◆ Source text

+-------+

The other thing here is that we let search engines take our content for analysis, knowing they won’t use it for republication. We should also licence our content for complete ingestion so that applications indexing it can be as powerful as possible.
It’s already out there, take control! We let go of our content the moment we put it on the web, and we all know that doing that was not just a good thing, it’s the only right thing. But whilst the only way to use it is cut-n-paste (a) it’s not reused and seen nearly as much as it should be, and (b) it’s completely out of our control, lacking our branding and “authority”, and not feeding people back to us. Paradoxically, if we make it easier to reuse our content our way than it is to cut and paste, we can change this for the better: maintain the link with the rest of our content, keep intellectual ownership, drive people back to us. Helping reuse through linked data and APIs thus potentially gives us more control.
Get there first. There is no doubt that if we don’t offer our own records of our things in a reusable form online then bit by bit others will do it for us, and not in the way we might like. Wikipedia/DBPedia is filling up with records of artworks great and small, and will therefore be the reference URIs for many objects.
Your objects as context. Linked data lets us surround things/concepts with context;

So if I think fears about LD should something of a non-issue, what do I think are the more important questions we should be worrying about? Basically, it’s all about what’s at the end of the reference URI and what we can let people do with it. Again, it’s really a question as much about the API as it is about Linked Data, but it’s a question Europeana needs to bottom out. How we license the use of data we’re releasing from the bounds of our sites is going to become a hotter area of debate, I reckon, with issues like:

Is Europeana itself technically prepared to offer its contents as resources for use in the LD web? Are we ready to offer stable URIs and, where appropriate, indicate the presence of alternative URIs for objects?

+-------+

◆ Challenge 1
Quote everything in the linked data excerpt from "Is Europeana itself" down to "URIs for objects?".
These records bear no relation to the linked data excerpt.

[Records of coordinate annotations]

+-------+

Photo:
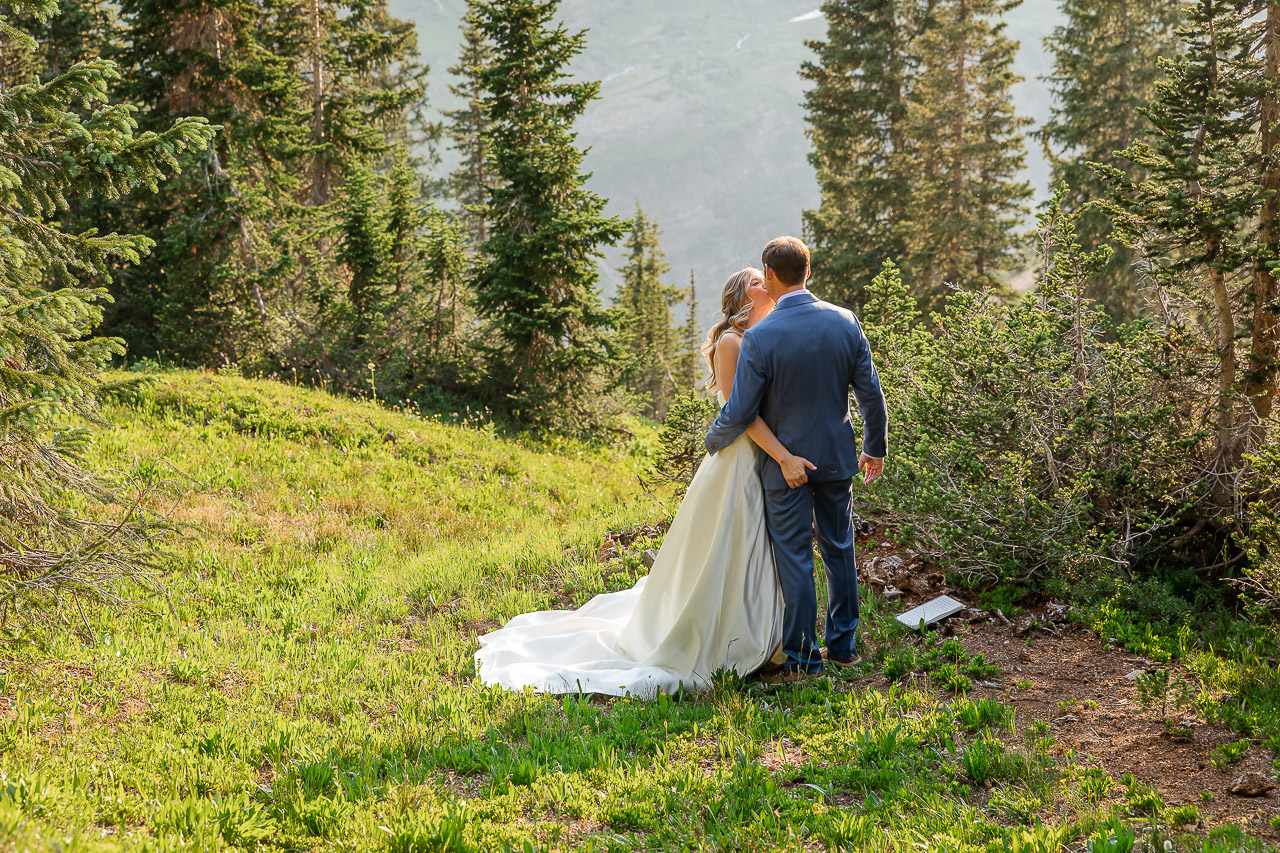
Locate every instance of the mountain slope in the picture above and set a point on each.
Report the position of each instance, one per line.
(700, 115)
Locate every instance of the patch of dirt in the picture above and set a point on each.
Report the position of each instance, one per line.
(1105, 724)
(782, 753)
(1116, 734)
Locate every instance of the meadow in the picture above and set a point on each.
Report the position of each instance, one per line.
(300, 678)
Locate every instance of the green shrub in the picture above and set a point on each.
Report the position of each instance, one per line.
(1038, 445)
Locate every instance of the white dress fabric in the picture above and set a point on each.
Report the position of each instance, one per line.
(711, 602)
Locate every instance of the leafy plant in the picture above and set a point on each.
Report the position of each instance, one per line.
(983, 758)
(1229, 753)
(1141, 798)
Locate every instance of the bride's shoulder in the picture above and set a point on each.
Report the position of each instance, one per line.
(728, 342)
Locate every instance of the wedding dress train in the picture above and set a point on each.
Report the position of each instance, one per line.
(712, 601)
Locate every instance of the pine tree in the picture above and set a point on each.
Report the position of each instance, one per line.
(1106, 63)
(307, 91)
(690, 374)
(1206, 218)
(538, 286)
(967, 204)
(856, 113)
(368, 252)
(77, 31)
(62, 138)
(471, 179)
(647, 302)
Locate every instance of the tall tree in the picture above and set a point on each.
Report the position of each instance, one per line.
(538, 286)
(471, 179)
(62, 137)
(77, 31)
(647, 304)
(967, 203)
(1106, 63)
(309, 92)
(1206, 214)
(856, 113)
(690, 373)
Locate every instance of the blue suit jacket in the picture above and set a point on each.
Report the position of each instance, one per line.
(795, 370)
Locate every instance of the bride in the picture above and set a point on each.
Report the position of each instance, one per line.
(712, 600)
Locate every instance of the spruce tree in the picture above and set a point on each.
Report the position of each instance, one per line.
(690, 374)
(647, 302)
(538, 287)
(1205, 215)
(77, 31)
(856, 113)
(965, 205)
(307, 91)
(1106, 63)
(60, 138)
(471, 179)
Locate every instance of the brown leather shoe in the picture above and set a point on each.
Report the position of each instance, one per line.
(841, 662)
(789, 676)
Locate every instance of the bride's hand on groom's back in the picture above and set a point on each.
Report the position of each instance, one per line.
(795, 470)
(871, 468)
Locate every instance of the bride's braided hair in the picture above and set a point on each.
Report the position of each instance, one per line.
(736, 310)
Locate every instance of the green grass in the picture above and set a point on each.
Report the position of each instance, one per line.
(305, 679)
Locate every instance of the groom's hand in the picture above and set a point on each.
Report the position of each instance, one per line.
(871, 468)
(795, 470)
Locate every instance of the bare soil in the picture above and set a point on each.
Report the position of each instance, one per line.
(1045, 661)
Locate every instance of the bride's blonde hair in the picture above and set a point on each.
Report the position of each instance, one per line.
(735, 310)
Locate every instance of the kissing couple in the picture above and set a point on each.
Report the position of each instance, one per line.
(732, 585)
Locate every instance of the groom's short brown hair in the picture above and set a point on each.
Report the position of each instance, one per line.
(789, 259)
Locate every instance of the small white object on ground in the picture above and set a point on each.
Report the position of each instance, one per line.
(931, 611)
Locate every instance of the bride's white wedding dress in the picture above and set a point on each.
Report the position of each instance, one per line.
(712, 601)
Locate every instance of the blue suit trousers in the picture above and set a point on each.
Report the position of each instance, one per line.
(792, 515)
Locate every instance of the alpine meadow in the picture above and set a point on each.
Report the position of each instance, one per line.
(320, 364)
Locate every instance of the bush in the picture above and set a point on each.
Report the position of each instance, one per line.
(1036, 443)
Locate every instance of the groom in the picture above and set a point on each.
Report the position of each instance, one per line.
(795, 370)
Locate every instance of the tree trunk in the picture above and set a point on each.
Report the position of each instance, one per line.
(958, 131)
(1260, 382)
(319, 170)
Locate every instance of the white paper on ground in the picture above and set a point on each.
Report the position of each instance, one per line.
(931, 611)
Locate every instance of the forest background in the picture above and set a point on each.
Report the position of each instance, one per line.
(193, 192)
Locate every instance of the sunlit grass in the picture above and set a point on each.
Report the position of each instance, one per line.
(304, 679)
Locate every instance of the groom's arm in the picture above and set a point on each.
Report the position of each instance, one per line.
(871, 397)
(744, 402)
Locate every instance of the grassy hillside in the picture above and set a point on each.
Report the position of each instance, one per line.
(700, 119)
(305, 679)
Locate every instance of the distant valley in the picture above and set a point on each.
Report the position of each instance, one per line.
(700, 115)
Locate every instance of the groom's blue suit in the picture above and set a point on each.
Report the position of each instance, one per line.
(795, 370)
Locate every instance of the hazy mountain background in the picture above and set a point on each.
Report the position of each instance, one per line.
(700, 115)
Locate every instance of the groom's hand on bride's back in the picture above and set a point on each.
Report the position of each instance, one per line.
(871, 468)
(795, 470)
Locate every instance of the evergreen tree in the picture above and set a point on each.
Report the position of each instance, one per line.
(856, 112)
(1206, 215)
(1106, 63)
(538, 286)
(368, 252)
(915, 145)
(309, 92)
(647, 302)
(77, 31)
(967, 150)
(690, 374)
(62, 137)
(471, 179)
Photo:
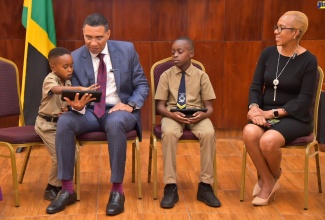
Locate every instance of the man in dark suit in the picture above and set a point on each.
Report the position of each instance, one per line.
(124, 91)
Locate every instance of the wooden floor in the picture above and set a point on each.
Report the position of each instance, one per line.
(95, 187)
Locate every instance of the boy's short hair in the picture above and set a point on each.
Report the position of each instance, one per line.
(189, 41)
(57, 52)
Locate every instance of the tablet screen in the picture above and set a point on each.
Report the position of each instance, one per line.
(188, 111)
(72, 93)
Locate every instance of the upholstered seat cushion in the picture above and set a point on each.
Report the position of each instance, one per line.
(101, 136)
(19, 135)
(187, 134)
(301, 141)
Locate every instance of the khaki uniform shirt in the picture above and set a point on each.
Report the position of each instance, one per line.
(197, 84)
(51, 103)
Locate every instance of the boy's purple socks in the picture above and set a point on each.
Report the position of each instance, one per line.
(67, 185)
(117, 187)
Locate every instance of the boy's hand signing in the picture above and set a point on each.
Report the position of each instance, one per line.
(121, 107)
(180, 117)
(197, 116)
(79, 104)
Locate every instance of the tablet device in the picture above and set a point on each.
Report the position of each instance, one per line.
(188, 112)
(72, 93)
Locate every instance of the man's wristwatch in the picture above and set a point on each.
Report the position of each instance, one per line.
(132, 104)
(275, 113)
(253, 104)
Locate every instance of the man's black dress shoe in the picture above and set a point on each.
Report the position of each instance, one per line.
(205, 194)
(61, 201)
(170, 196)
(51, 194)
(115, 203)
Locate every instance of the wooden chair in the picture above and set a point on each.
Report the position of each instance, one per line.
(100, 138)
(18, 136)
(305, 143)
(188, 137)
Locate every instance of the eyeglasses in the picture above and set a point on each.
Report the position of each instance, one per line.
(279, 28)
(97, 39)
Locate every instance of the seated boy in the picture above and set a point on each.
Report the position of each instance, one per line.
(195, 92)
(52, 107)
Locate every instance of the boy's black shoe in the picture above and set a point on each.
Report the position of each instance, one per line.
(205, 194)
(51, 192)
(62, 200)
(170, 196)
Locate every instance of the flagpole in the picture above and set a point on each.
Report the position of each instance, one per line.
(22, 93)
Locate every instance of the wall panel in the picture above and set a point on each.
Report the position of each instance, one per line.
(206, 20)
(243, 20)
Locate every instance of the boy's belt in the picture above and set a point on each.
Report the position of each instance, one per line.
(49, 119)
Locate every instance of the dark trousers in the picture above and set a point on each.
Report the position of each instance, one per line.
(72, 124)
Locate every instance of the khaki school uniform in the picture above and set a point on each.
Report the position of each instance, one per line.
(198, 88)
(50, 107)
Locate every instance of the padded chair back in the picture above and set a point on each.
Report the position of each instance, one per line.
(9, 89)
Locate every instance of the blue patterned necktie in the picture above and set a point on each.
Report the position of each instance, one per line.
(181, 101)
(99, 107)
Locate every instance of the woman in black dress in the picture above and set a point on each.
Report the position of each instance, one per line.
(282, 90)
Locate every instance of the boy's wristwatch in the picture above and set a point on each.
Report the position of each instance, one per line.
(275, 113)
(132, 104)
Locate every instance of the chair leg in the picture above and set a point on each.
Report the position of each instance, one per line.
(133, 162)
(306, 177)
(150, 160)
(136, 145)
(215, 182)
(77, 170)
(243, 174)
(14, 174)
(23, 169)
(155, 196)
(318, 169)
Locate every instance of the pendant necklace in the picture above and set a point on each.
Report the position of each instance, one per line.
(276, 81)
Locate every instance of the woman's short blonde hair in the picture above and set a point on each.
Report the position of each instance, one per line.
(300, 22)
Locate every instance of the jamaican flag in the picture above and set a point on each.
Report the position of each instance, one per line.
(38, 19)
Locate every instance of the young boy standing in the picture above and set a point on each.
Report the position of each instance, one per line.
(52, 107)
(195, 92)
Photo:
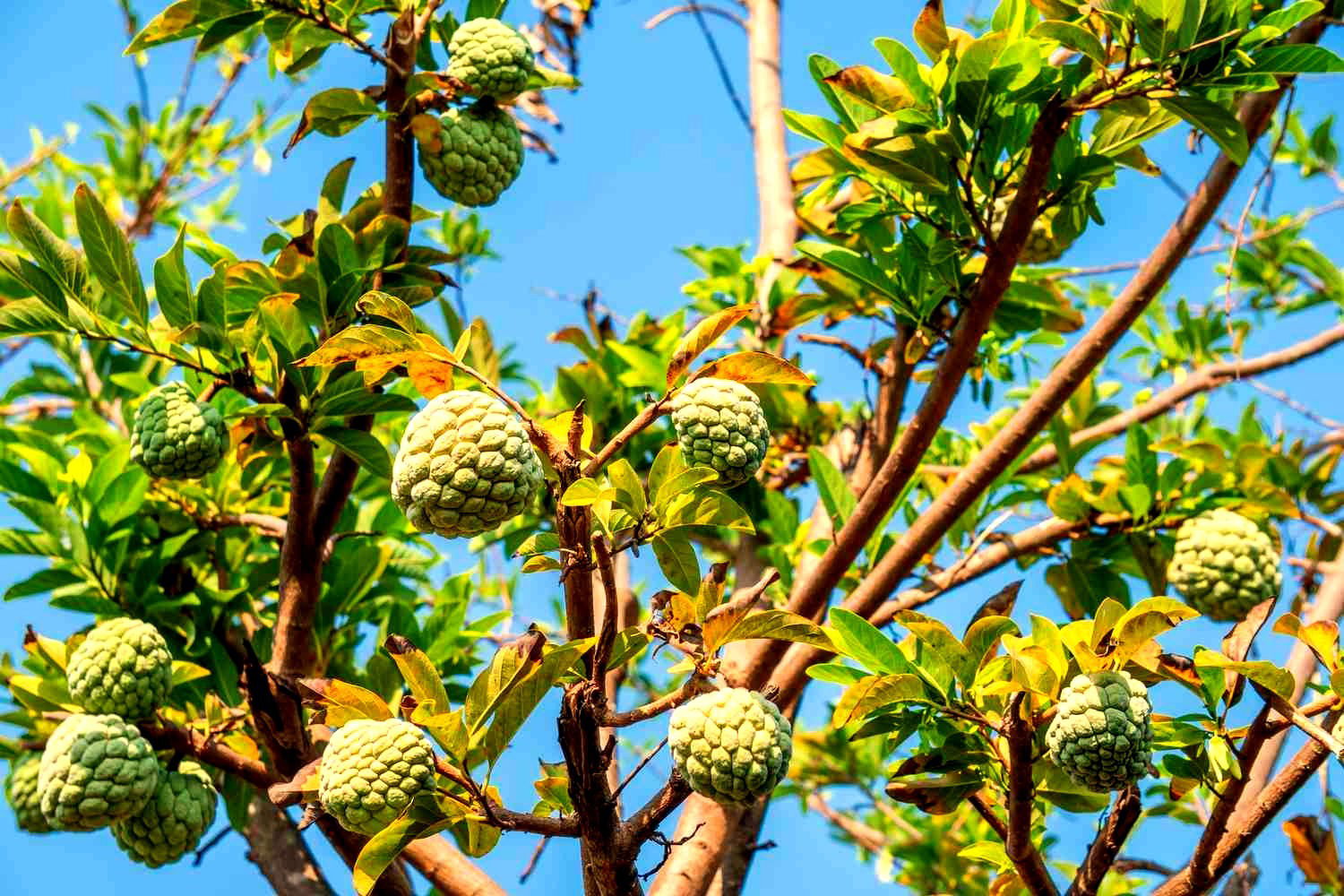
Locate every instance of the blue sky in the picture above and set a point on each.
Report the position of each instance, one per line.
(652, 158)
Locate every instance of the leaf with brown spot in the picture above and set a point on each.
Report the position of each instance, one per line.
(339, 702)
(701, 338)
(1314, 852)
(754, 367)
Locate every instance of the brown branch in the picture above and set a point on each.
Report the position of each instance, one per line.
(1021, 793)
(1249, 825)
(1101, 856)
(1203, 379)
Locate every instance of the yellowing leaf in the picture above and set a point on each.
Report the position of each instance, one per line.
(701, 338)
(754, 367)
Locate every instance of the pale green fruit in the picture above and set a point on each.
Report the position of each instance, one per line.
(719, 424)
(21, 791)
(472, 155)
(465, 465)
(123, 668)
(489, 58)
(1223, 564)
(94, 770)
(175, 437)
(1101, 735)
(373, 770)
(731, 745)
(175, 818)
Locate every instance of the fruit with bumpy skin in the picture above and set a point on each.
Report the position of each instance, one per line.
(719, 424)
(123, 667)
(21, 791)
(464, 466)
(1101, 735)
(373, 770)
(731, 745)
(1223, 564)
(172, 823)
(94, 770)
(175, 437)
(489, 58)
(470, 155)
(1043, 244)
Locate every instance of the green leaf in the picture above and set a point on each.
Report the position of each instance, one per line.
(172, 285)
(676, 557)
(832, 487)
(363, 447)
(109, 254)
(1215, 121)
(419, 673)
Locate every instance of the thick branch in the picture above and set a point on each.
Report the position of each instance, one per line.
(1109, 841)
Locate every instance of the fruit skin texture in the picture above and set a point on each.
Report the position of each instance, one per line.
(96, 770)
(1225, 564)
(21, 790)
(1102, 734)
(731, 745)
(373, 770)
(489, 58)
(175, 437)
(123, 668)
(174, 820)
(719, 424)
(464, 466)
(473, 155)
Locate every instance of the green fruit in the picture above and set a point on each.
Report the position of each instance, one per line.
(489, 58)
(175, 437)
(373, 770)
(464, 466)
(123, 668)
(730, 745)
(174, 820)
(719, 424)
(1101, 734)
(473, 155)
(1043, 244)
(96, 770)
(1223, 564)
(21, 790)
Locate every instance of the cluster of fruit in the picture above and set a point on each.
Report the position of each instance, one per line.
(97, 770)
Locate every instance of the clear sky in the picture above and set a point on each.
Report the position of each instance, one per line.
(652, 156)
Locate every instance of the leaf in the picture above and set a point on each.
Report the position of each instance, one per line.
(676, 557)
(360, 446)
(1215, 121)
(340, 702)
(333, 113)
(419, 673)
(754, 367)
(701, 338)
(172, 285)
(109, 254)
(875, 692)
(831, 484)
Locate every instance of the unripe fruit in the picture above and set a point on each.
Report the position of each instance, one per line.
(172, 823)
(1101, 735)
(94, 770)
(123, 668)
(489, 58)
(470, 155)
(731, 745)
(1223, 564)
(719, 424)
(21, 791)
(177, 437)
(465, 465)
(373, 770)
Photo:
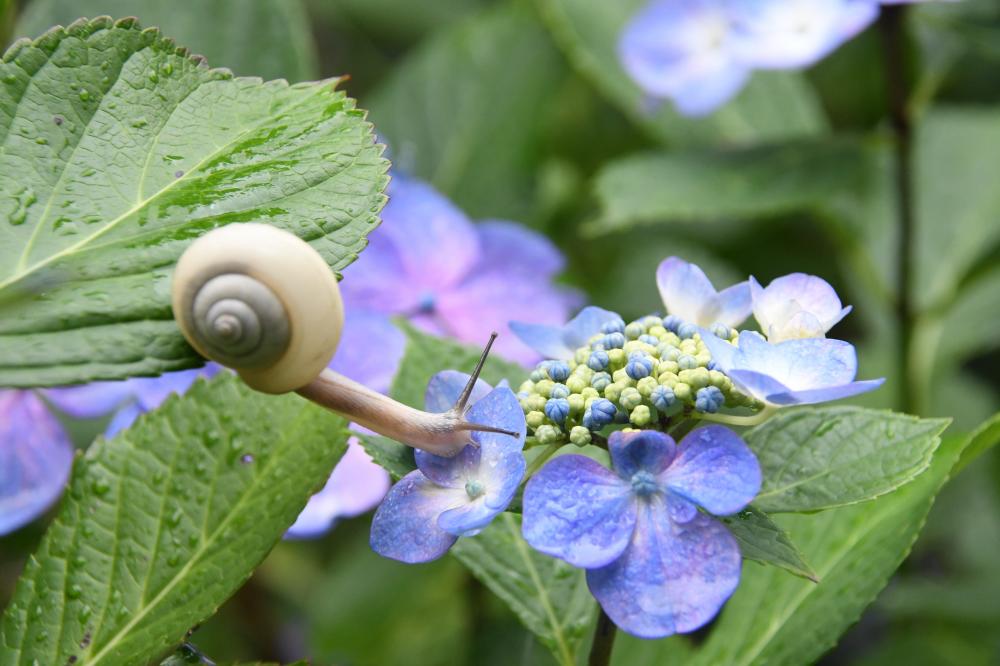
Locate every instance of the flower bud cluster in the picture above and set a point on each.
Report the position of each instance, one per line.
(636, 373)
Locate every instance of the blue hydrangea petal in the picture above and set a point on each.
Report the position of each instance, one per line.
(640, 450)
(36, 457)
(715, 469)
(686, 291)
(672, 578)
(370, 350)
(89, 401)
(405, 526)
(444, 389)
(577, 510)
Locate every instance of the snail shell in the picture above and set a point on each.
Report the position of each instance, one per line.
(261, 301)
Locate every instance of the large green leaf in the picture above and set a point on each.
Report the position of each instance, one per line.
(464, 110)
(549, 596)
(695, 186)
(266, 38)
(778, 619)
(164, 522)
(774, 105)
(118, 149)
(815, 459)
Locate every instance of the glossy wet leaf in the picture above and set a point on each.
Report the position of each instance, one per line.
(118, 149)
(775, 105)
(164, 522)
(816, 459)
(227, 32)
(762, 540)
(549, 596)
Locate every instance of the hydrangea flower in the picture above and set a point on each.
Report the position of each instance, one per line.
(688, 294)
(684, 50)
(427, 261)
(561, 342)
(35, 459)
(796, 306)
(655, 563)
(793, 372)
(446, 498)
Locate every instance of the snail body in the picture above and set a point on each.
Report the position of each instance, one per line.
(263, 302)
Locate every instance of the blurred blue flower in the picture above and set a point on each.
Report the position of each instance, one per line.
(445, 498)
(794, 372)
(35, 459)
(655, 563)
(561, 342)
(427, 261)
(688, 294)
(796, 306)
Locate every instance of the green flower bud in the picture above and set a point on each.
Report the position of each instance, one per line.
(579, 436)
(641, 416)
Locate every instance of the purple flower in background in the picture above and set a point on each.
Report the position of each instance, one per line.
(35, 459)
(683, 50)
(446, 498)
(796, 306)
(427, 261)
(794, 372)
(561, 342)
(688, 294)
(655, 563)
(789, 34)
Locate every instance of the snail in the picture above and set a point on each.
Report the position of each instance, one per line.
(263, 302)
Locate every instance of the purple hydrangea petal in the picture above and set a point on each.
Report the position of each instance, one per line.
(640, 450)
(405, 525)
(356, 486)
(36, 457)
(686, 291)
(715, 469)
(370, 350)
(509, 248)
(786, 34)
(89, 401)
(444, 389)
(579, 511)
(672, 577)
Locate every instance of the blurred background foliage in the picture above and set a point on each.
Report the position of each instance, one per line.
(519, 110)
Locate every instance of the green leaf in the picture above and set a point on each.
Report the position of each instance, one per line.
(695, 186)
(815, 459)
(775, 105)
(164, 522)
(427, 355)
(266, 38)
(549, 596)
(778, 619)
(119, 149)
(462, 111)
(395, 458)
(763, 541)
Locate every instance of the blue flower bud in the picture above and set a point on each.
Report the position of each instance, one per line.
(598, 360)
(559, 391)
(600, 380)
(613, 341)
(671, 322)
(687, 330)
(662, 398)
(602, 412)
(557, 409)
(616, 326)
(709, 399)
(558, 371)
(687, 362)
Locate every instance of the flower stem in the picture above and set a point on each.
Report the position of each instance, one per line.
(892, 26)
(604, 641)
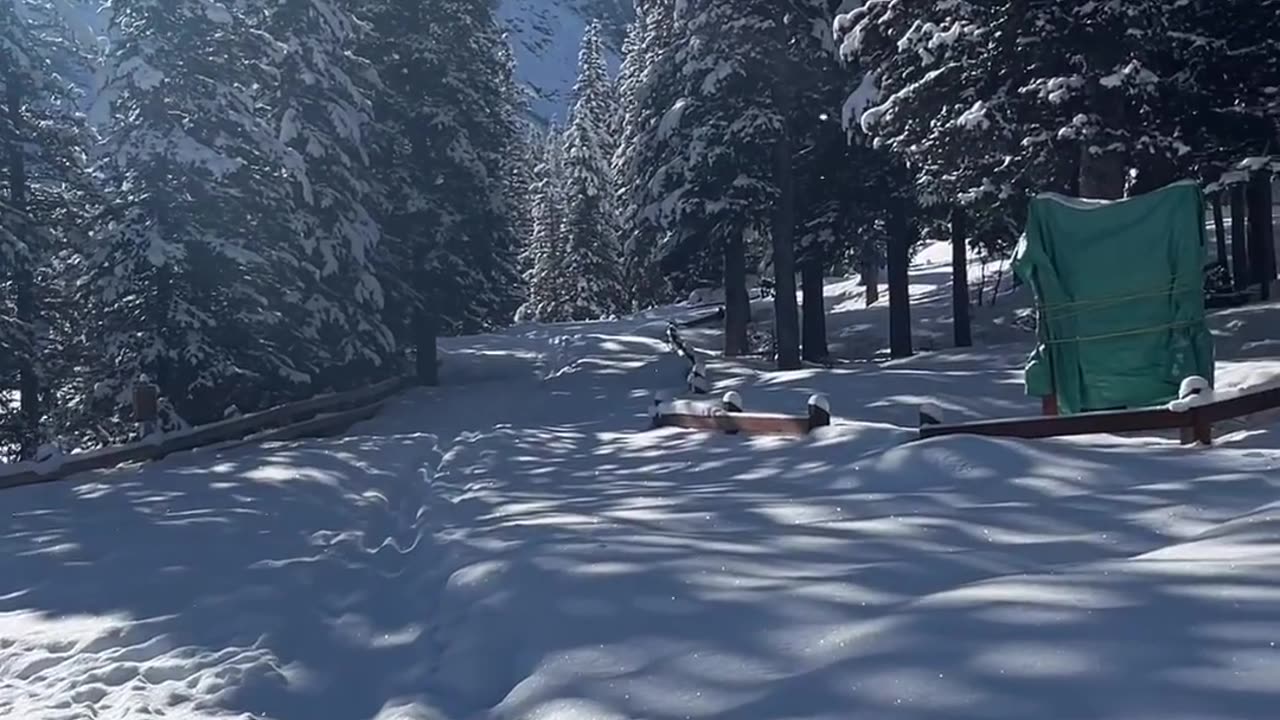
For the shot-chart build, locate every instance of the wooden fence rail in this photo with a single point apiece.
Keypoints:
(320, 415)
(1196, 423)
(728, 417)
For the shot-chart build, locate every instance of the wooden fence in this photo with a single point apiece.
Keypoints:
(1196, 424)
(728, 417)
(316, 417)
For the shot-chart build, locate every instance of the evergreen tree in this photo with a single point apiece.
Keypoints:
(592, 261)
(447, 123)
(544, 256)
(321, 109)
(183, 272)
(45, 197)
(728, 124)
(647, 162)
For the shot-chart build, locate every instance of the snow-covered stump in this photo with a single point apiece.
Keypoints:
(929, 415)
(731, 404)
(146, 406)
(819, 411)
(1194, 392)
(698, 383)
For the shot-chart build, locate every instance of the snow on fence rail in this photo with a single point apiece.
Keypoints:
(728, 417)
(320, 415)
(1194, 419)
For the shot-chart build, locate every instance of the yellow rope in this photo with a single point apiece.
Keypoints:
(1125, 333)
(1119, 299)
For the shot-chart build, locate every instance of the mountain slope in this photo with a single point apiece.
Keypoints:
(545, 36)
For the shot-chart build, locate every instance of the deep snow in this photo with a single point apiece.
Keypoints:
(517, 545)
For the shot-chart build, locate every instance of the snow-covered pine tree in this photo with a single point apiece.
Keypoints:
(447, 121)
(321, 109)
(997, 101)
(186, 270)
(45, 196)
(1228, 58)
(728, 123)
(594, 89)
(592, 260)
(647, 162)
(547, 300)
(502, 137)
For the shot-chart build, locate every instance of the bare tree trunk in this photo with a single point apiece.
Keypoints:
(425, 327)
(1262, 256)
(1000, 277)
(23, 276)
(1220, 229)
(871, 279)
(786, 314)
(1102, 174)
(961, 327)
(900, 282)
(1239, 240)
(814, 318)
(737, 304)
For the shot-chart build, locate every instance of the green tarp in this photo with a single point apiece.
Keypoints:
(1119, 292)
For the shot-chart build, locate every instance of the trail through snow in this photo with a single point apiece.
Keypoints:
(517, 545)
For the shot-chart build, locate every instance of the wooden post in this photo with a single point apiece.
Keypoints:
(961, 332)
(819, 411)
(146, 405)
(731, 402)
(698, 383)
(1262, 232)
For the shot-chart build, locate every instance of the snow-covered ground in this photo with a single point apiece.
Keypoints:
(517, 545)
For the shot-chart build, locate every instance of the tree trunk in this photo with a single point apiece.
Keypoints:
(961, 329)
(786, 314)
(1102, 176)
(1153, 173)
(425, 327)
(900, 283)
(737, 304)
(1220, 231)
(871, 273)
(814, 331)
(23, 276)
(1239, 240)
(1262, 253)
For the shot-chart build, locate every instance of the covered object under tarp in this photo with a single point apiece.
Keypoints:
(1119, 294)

+-------+

◆ Challenge 2
Find each line of the records that includes the word "dark" and copy those lines.

◆ Correct response 1
Is Europeana itself technically prepared to offer its contents as resources for use in the LD web? Are we ready to offer stable URIs and, where appropriate, indicate the presence of alternative URIs for objects?

◆ Correct response 2
Locate every instance of the man in dark suit in the picture above and set a point on each.
Locate every instance of the dark trousers in the picture above and set a point on each.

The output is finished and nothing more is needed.